A word-for-word restatement of every entry is what is needed here.

▶ _MATERIAL FOR THIS TASK_
━━━━━━

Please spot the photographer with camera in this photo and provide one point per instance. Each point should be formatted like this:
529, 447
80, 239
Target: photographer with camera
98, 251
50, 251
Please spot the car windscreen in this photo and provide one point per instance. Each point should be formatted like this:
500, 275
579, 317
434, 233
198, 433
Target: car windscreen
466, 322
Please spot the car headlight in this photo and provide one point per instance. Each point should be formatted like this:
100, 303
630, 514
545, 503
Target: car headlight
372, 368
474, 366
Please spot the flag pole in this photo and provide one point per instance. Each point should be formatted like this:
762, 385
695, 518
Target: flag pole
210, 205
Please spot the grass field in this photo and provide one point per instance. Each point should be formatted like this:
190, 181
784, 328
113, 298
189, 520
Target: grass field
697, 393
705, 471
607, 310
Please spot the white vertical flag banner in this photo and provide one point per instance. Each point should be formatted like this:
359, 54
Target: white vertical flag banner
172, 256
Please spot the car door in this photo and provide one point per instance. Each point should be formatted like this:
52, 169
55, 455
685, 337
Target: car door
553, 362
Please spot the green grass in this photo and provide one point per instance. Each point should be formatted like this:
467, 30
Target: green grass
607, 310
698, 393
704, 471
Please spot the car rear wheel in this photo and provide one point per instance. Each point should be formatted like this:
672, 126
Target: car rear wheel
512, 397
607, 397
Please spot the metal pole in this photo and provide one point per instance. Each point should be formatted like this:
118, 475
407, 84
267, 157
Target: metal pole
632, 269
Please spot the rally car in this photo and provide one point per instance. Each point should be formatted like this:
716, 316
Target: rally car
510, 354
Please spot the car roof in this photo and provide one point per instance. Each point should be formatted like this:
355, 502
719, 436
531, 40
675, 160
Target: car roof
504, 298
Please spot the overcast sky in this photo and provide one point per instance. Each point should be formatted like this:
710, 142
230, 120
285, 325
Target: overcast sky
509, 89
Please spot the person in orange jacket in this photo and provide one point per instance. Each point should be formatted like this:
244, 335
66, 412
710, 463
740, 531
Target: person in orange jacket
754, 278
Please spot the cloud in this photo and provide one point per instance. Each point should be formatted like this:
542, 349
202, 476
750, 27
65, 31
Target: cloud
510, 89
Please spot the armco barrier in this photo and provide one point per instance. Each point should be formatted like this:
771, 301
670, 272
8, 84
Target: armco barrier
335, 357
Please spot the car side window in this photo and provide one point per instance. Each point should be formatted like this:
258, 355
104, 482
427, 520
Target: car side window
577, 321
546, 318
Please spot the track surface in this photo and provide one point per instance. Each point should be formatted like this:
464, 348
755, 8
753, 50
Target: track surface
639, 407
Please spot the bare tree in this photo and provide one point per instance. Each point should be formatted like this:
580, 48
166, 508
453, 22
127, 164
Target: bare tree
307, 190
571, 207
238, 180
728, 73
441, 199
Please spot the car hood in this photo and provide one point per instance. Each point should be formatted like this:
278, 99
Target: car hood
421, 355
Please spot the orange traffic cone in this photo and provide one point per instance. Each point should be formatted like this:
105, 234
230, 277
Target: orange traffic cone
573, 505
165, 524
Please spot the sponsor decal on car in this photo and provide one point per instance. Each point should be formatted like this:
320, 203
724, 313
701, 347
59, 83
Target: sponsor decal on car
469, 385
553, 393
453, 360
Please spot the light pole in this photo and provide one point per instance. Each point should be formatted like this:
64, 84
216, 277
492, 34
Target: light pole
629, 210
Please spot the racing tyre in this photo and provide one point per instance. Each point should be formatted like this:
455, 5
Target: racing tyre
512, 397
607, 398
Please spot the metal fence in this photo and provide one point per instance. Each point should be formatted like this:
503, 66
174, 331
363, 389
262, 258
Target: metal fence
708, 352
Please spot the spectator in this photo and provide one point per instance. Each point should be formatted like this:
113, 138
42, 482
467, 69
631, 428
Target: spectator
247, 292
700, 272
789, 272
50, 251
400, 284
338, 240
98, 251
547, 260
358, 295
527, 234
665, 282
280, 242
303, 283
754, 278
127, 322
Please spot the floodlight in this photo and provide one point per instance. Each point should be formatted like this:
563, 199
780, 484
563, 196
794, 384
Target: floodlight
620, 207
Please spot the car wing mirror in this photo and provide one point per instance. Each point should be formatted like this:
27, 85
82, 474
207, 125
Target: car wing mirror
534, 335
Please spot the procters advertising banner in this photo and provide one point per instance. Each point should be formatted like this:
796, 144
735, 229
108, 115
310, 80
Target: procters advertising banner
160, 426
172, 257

━━━━━━

▶ _ANSWER TO THIS PROBLEM_
Please spot the photographer with camera in this photo and provide one point per instance. Each point should be formatted like this:
529, 447
80, 239
Target: photographer with camera
98, 251
50, 251
Please spot the car windscreen in this photo and provide one point per instance. Each point should be formatted like this:
500, 275
579, 317
434, 233
198, 433
Target: car windscreen
466, 322
Please spot the car headlight in this photo and provide one point per instance. Each point should be formatted like this:
100, 303
630, 514
545, 503
Target: car headlight
372, 368
474, 366
Please spot the flag pole in this photo and provide one point per instance. Each point should be formatted like this:
762, 385
695, 518
Target: flag pole
210, 205
Please spot the grass field in this photo and provide one point per instance. Each point should be formatted like this:
190, 181
784, 328
113, 298
189, 520
Target: grass field
697, 393
705, 471
607, 310
Please spot the white vertical flag banner in this photo and provide one point per instance. Each point should be formatted like this:
359, 54
Target: white vertical flag banner
172, 256
Please spot the car door in this photo and provide one point per instance. Each point should be formatted like this:
52, 169
55, 455
685, 337
Target: car door
553, 362
Please spot the green grass in this photo and provide one point per instance. Each point should be formatted like this:
467, 30
Target: green grass
607, 310
698, 393
704, 471
Please spot the car rear wheel in this photo and provide one point per instance. Each point should be formatted like this:
672, 126
Target: car rear wheel
512, 397
607, 397
Please spot the metal pole in this photo and provide one point per instance. Each point should be formatted like this:
118, 475
407, 84
267, 157
Target: metal pole
632, 269
Please spot the rally car in this photo and provide one point per instance. Each point should be formatted like this:
716, 316
Target: rally car
510, 354
Please spot the car roof in this photo and provide one point per instance. Each point should be formatted like this:
355, 502
719, 436
531, 40
675, 160
Target: car roof
504, 298
Please spot the overcast sky in this photo and provide one point per instance. Each point should be formatted like this:
710, 142
230, 120
285, 325
Target: overcast sky
509, 89
Please spot the person in orange jacket in this photo and provide one point per instance. Each point should be formatted like this:
244, 335
66, 412
710, 463
740, 531
Target: person in orange jacket
754, 278
Please spot the cloud in this photo and provide one point per instance. Each point should be formatted like this:
542, 349
202, 476
750, 27
65, 31
Target: cloud
510, 89
Please spot the armco barrier in this photo and provide one point per instance. Each point should be formatted like this:
771, 301
670, 272
8, 84
Target: armco barrier
335, 357
Please spot the car side window in this photo and provide one point per instance. Each point should be formatted like this:
258, 355
104, 482
427, 520
Target: car side window
577, 321
546, 318
Please spot the track surface in this photo and provide one point per instance. Each point should be formatted like this:
464, 348
755, 8
753, 50
Target: track surface
639, 407
Please spot the bare tree in this photo and provide one point per instance. Each point should be formatted like this:
580, 48
166, 508
453, 22
127, 164
Target: bare tree
307, 190
571, 207
238, 180
728, 73
441, 199
Please spot the car hood in this photo and provide one point per instance. Each point should be formatted like this:
278, 99
Target: car hood
421, 355
Please spot the orange traffic cone in this photo and provide one point per instance. Each point should be formatted like this:
105, 234
230, 277
Target: orange traffic cone
573, 505
165, 524
Please spot the sponsor decal on car in this photo and provide one point per instance. Each point should be formatted like this:
320, 203
724, 313
701, 347
59, 83
Target: sponsor decal on car
469, 385
553, 393
453, 360
Please spot the light pole in this photo and provide one point per instance. Each point should be formatted like this:
64, 84
216, 277
492, 34
Target: light pole
629, 210
Please spot the racing tyre in this photo and provide one point per instance. Each point should be formatted like this:
455, 5
Target: racing tyre
512, 397
607, 398
Please spot the metal fence in this photo and provide one point per instance. Each point should be formatted like this:
503, 66
174, 331
363, 389
262, 258
Target: metal fence
708, 352
Please spot the spectator in this photo and provide one point per instance. Each point should be formatted like this:
113, 138
42, 482
467, 69
631, 428
Target: spectator
247, 292
700, 272
789, 272
50, 251
400, 284
338, 240
98, 251
547, 260
358, 295
527, 234
665, 282
280, 242
303, 283
754, 278
127, 322
Please spot the floodlight in this photo and provide one point per instance. Each point should be formatted like this:
563, 199
780, 484
563, 196
794, 384
Target: floodlight
620, 207
Please spot the car wing mirror in this photo and provide one point per instance. Each point should be formatted like this:
27, 85
82, 474
207, 125
Target: car wing mirror
534, 335
Please spot the procters advertising banner in this photo and provide one point per instance. Each point should be formatted like this:
796, 144
735, 229
108, 115
310, 80
Target: procters advertising banner
160, 426
172, 257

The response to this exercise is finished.